* [Task to complete]: Reproduce the entries below from their first line through the line that contains "[[[173,223],[211,191],[0,191],[0,309],[121,257],[132,237]]]", both included, resizing every coordinate in the answer outlines by a factor of 0.25 and rounding to whole numbers, halves up. Leave the requests and their sample outputs unchanged.

(Contour labeling entries)
• • •

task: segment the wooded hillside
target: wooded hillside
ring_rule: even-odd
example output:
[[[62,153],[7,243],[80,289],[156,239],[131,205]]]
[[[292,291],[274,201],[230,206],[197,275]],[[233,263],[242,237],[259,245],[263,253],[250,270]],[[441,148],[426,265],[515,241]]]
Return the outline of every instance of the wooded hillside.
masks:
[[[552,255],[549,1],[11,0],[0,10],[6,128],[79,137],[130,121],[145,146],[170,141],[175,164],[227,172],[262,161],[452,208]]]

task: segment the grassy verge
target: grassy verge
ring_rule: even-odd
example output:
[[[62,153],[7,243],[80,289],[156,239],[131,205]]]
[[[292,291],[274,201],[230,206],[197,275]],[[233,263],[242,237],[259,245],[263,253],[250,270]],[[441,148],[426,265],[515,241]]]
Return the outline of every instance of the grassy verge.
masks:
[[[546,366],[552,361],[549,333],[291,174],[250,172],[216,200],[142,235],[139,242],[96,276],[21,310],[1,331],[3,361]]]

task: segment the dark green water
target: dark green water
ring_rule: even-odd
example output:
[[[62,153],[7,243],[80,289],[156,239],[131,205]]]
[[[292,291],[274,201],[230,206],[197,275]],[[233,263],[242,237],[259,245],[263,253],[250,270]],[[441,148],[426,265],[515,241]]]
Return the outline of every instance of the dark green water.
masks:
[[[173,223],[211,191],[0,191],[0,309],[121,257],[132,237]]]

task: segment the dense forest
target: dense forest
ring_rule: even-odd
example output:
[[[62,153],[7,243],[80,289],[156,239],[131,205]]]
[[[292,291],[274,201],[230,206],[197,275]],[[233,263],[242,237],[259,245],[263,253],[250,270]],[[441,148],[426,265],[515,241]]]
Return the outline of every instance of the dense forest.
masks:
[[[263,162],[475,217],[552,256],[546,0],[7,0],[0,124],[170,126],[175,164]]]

• • •

* [Solution for this task]:
task: segment the wooded hillside
target: wooded hillside
ring_rule: even-odd
example output:
[[[62,153],[7,243],[80,289],[156,239],[131,205]]]
[[[292,291],[274,201],[230,206],[197,275]],[[233,263],[242,237],[259,245],[263,253],[250,270]],[[441,148],[426,265],[515,241]]]
Return the outline of every instance of the wooded hillside.
masks:
[[[138,64],[137,0],[3,0],[0,3],[2,32],[20,34],[33,30],[36,37],[43,35],[44,41],[57,43],[66,40],[113,52]]]

task: segment the grassy verge
target: grassy verge
ring_rule: even-odd
example output:
[[[62,153],[7,243],[80,289],[156,239],[131,205]]]
[[[292,291],[274,201],[230,206],[197,275]],[[233,263],[242,237],[259,245],[263,253],[250,270]],[[441,148],[426,265],[515,241]]]
Return the outline of every instance of the grassy verge.
masks:
[[[137,92],[138,90],[137,83],[73,44],[63,43],[54,50],[36,59],[35,61],[24,69],[5,78],[0,83],[1,90]]]

task: segment the dark green water
target: dark green water
ring_rule: even-odd
example output:
[[[62,153],[7,243],[80,289],[156,239],[131,205]]]
[[[292,291],[274,201],[230,206],[197,275]],[[233,263],[242,237],[259,245],[263,253],[250,270]],[[441,148],[426,265],[515,241]]]
Return the outline of every instance of the dark green water.
masks:
[[[43,56],[53,48],[0,48],[0,77],[30,64],[33,59]]]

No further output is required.